**DIRECTIONS**
(1) From the article on Moniepoint's Sumac deal, list every part that Moniepoint's operating model combines into a single merchant-facing system.
(2) Continue the article on Moniepoint's entry into Kenyan banking from its last sentence.

**PAGE EXTRACT**
****************************************
Moniepoint has secured a decisive foothold in East Africa after taking a controlling 78% stake in Sumac Microfinance Bank, a move that effectively fast-tracks its entry into Kenya’s tightly regulated banking industry. By acquiring an already licensed institution, the fintech sidesteps the lengthy and uncertain process of applying for a new banking licence, immediately unlocking the ability to accept deposits and expand its credit offerings in one of Africa’s most competitive financial markets.

The acquisition gives the fintech a deposit-taking licence, a requirement for scaling its lending operations in East Africa.
The deal was finalised on Thursday, following earlier attempts to enter the market, including a stalled pathway through Kopo Kopo, and positions Moniepoint within a tightly controlled regulatory environment.

The Central Bank of Kenya (CBK) has maintained a freeze on new banking licences, forcing new entrants to pursue acquisitions. By taking a majority stake in Sumac, Moniepoint gains immediate regulatory access and the ability to operate as a deposit-taking institution.

The move places it alongside incumbents such as Safaricom PLC and Equity Group Holdings, both dominant in SME-focused financial services.

Sumac, a tier-three lender with more than 20 years of operations, provides an existing branch network and regulatory standing that shortens Moniepoint’s path to scale.

Moniepoint’s expansion reflects a broader move beyond payments into regulated banking and credit. The company processed over $294 billion in annualised transaction value in 2025, largely through merchant services in Nigeria.

Its operating model combines payments, inventory tools, payroll, and working capital into a single merchant-facing system. Earlier in the same week, Moniepoint acquired Orda, a cloud-based platform for food and hospitality businesses.
****************************************
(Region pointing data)
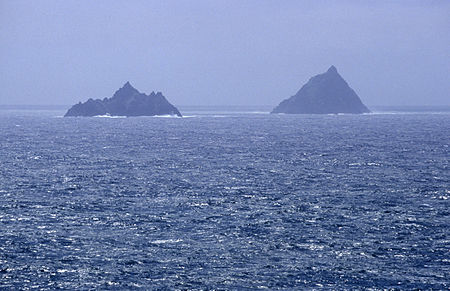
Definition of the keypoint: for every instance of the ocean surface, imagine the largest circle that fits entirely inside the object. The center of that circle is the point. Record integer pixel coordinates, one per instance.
(225, 201)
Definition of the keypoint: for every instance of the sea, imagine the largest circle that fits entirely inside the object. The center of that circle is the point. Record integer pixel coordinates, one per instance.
(225, 199)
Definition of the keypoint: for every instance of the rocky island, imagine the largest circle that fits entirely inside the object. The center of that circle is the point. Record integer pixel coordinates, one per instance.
(323, 94)
(127, 101)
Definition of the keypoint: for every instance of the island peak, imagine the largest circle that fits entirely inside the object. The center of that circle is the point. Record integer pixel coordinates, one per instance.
(326, 93)
(127, 101)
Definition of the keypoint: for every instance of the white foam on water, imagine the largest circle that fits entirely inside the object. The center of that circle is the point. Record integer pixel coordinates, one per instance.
(165, 241)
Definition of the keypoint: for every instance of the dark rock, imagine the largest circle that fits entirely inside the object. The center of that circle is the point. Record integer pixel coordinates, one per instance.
(127, 101)
(323, 94)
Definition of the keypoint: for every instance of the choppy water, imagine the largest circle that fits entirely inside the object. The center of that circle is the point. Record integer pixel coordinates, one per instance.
(224, 201)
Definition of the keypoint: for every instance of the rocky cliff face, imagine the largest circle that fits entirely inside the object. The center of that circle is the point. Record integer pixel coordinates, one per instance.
(323, 94)
(127, 101)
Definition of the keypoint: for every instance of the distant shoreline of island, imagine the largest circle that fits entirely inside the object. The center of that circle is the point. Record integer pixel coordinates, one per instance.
(248, 108)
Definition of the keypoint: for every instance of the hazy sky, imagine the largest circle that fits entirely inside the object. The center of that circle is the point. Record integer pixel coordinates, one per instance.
(223, 52)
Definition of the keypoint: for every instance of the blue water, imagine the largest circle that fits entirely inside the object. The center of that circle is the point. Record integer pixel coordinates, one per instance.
(224, 201)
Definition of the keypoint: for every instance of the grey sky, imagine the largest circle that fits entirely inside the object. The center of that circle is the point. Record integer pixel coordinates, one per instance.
(223, 52)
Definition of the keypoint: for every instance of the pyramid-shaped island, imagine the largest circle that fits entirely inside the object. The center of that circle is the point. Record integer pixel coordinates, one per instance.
(326, 93)
(127, 101)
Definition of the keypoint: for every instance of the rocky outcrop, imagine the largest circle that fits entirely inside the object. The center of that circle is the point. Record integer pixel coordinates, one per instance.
(127, 101)
(323, 94)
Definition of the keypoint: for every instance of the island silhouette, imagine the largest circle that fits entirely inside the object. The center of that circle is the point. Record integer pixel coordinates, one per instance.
(127, 101)
(326, 93)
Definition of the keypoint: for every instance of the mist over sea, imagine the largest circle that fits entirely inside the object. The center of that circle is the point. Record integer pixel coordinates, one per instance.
(225, 198)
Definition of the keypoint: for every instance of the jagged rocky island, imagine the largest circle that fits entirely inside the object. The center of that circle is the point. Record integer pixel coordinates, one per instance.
(326, 93)
(127, 101)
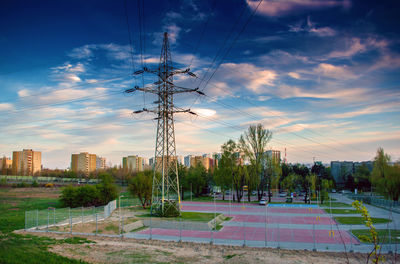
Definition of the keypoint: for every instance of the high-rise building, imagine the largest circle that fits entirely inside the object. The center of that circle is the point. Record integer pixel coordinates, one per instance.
(84, 162)
(26, 162)
(186, 161)
(274, 154)
(100, 163)
(133, 163)
(5, 164)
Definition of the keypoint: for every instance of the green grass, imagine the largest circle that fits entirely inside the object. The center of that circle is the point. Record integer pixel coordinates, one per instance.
(26, 249)
(383, 235)
(19, 249)
(188, 216)
(340, 211)
(355, 220)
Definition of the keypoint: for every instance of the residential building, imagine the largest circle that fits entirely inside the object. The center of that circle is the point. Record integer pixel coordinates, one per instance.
(84, 162)
(5, 163)
(100, 163)
(274, 154)
(26, 162)
(133, 163)
(186, 161)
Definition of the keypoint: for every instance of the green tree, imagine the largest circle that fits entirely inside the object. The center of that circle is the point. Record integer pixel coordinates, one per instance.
(362, 178)
(107, 189)
(141, 186)
(290, 183)
(197, 175)
(386, 178)
(253, 144)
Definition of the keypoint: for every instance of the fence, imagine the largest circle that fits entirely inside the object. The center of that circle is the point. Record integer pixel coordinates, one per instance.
(292, 226)
(377, 201)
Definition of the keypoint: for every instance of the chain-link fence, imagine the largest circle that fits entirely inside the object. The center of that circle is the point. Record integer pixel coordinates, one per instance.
(377, 201)
(293, 226)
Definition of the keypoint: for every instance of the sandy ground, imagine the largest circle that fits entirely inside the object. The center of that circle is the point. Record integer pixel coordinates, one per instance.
(118, 250)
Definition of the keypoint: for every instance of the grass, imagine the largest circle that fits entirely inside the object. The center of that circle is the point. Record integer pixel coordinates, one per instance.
(26, 249)
(383, 235)
(355, 220)
(29, 249)
(340, 211)
(188, 216)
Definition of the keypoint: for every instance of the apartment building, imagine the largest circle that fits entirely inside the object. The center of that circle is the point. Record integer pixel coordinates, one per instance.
(133, 163)
(83, 162)
(26, 162)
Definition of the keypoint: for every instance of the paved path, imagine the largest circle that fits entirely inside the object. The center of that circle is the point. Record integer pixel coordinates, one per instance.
(260, 226)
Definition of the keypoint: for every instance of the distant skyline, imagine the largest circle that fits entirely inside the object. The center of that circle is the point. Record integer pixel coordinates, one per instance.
(322, 75)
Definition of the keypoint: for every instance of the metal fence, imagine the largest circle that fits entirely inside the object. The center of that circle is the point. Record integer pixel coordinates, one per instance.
(307, 227)
(377, 201)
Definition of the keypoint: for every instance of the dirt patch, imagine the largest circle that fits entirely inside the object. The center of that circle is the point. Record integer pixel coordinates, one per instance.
(117, 250)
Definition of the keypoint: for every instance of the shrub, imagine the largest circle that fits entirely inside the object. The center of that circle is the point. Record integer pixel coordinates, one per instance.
(89, 195)
(22, 185)
(35, 184)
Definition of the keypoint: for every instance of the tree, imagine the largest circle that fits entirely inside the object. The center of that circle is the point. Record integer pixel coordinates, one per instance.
(253, 144)
(386, 178)
(108, 190)
(291, 182)
(142, 186)
(197, 175)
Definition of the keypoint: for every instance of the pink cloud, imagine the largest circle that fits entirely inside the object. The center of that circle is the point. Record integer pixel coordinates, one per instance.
(275, 8)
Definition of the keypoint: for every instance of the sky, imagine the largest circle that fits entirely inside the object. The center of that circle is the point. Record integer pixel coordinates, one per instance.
(322, 75)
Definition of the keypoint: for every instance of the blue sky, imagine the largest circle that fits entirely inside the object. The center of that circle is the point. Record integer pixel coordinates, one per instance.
(323, 75)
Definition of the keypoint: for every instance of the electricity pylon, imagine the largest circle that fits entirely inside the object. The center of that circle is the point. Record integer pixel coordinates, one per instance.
(165, 193)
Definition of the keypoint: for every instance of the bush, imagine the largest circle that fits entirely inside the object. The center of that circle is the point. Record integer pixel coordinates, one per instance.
(89, 195)
(170, 209)
(35, 184)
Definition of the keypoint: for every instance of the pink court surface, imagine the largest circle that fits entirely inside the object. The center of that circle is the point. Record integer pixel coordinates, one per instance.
(284, 224)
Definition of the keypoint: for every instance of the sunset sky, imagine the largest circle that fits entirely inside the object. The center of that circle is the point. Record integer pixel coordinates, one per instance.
(322, 75)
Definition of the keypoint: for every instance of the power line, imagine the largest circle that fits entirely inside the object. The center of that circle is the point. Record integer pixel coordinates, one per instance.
(130, 40)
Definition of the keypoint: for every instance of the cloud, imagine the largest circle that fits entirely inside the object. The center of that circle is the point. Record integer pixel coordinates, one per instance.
(332, 71)
(354, 46)
(312, 28)
(294, 75)
(247, 75)
(375, 109)
(6, 106)
(275, 8)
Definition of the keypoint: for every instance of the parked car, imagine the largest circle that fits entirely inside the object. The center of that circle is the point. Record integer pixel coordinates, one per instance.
(263, 202)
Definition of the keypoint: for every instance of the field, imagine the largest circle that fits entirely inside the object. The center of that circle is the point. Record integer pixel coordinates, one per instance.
(23, 247)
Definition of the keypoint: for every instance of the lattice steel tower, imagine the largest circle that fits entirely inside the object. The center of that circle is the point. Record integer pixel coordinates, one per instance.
(165, 194)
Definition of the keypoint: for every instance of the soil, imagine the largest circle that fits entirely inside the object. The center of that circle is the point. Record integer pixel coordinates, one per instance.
(123, 250)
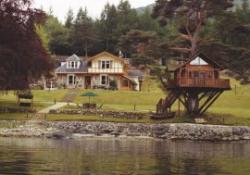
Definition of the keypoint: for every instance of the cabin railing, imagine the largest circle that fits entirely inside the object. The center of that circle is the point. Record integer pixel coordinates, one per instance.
(206, 83)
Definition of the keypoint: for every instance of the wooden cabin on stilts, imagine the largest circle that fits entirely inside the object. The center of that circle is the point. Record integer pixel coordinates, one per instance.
(196, 84)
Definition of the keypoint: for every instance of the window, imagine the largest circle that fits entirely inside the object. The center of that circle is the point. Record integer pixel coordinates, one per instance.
(106, 64)
(104, 80)
(125, 83)
(73, 64)
(72, 79)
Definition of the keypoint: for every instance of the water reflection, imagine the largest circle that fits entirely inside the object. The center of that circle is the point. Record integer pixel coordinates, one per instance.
(122, 157)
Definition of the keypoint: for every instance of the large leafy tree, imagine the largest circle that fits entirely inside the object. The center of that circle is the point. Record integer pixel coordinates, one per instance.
(22, 55)
(192, 16)
(69, 18)
(83, 33)
(58, 36)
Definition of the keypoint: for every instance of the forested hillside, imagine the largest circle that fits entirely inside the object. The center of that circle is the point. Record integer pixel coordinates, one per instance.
(224, 37)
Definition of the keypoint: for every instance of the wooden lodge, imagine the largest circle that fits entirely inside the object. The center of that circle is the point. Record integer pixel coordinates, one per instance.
(196, 84)
(199, 72)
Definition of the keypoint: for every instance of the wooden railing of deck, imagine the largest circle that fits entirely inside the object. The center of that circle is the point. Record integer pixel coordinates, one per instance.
(206, 83)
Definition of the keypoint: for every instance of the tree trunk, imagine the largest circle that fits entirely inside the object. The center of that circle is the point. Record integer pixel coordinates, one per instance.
(193, 104)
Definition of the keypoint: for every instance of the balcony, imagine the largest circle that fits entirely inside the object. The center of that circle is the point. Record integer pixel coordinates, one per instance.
(199, 83)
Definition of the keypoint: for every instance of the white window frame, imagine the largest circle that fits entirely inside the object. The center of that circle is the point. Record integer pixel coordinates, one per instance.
(106, 80)
(73, 79)
(106, 64)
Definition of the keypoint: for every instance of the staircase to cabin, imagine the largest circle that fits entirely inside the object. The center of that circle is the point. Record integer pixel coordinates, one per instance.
(164, 105)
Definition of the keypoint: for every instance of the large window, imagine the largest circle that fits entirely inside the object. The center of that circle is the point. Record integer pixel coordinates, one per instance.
(72, 64)
(104, 80)
(72, 79)
(106, 64)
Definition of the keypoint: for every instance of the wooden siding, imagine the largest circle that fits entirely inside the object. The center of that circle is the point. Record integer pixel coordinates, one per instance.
(117, 66)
****************************************
**WRITTEN RESPONSES**
(1) Payments, inventory tools, payroll, and working capital.

(2)
The integration of Orda’s software with Sumac’s banking licence sets up a combined software and credit offering for SMEs. The company’s acquisition strategy relies on integrating payments, reconciliation, and client management systems, where execution risk often outweighs deal-making.

“The model centres on owning the merchant relationship across transactions and financing.”

Cross-border acquisitions among African startups remain limited, but a small group of large fintech firms is driving consolidation across fragmented markets. Moniepoint’s approach reflects growing pressure to secure licences, expand revenue streams, and operate within tighter regulatory frameworks, particularly in digital lending.

Moniepoint is expected to roll out lending products to Kenyan SMEs using Sumac’s infrastructure while adapting to local credit and compliance conditions. The company may also extend its remittance service, launched in 2025, to connect diaspora flows with domestic business financing.

The acquisition establishes a base in East Africa’s largest economy, with further regional expansion likely to follow.